### EXERCISE INSTRUCTIONS
Make the lines of all the records below into a single numbered list, and leave out the blank lines.
* start *
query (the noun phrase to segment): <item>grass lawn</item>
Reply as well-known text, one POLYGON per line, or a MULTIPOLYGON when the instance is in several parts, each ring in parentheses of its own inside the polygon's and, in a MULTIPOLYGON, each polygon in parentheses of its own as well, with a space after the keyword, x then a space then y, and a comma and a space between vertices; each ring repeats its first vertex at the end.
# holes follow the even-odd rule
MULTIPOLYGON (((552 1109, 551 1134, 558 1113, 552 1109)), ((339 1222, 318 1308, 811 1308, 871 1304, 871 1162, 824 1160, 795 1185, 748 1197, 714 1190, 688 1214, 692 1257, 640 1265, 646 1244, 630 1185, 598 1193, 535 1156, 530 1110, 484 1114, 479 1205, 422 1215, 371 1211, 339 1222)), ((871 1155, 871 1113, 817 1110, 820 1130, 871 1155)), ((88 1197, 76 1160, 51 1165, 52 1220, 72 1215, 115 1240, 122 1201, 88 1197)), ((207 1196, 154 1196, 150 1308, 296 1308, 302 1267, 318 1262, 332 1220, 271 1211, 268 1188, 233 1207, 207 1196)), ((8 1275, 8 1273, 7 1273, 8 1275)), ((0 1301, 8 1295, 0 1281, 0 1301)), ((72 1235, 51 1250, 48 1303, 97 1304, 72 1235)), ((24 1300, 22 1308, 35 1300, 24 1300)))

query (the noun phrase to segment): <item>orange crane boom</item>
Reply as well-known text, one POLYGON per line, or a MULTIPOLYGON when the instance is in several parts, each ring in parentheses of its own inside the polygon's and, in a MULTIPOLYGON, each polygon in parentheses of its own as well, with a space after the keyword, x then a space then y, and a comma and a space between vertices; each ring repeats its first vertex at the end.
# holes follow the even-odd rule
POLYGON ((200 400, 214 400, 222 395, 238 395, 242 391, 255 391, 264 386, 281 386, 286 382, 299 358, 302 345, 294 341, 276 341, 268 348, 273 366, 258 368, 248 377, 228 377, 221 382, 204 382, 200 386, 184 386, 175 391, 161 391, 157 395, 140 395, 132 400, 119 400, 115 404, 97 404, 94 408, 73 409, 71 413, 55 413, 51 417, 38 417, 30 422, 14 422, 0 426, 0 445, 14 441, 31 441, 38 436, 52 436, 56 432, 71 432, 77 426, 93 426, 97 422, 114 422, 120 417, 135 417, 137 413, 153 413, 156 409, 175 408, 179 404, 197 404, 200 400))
* end *
### SOLUTION TO THIS PROBLEM
1. query (the noun phrase to segment): <item>grass lawn</item>
2. Reply as well-known text, one POLYGON per line, or a MULTIPOLYGON when the instance is in several parts, each ring in parentheses of its own inside the polygon's and, in a MULTIPOLYGON, each polygon in parentheses of its own as well, with a space after the keyword, x then a space then y, and a comma and a space between vertices; each ring repeats its first vertex at the end.
3. # holes follow the even-odd rule
4. MULTIPOLYGON (((552 1109, 551 1134, 558 1113, 552 1109)), ((339 1222, 318 1308, 811 1308, 871 1304, 871 1162, 824 1160, 795 1185, 748 1197, 714 1190, 688 1214, 692 1257, 640 1265, 646 1244, 630 1185, 598 1193, 535 1156, 530 1110, 484 1114, 479 1205, 422 1215, 371 1211, 339 1222)), ((871 1155, 871 1113, 817 1110, 820 1130, 871 1155)), ((88 1197, 76 1160, 51 1165, 52 1220, 72 1215, 115 1240, 122 1201, 88 1197)), ((207 1196, 154 1196, 150 1308, 296 1308, 302 1267, 318 1262, 332 1220, 271 1211, 268 1188, 233 1207, 207 1196)), ((8 1275, 8 1273, 7 1273, 8 1275)), ((0 1301, 8 1295, 0 1281, 0 1301)), ((72 1235, 51 1250, 48 1303, 97 1304, 72 1235)), ((24 1300, 22 1308, 35 1300, 24 1300)))
5. query (the noun phrase to segment): <item>orange crane boom</item>
6. Reply as well-known text, one POLYGON per line, or a MULTIPOLYGON when the instance is in several parts, each ring in parentheses of its own inside the polygon's and, in a MULTIPOLYGON, each polygon in parentheses of its own as well, with a space after the keyword, x then a space then y, and a comma and a space between vertices; each ring repeats its first vertex at the end.
7. # holes follow the even-odd rule
8. POLYGON ((200 400, 214 400, 222 395, 238 395, 242 391, 255 391, 264 386, 281 386, 286 382, 299 358, 302 345, 294 341, 276 341, 268 348, 273 366, 258 368, 248 377, 228 377, 221 382, 204 382, 200 386, 184 386, 175 391, 161 391, 157 395, 140 395, 132 400, 119 400, 115 404, 97 404, 94 408, 73 409, 71 413, 55 413, 51 417, 38 417, 30 422, 14 422, 0 426, 0 445, 14 441, 31 441, 38 436, 52 436, 56 432, 71 432, 77 426, 93 426, 97 422, 114 422, 120 417, 135 417, 137 413, 153 413, 156 409, 175 408, 179 404, 197 404, 200 400))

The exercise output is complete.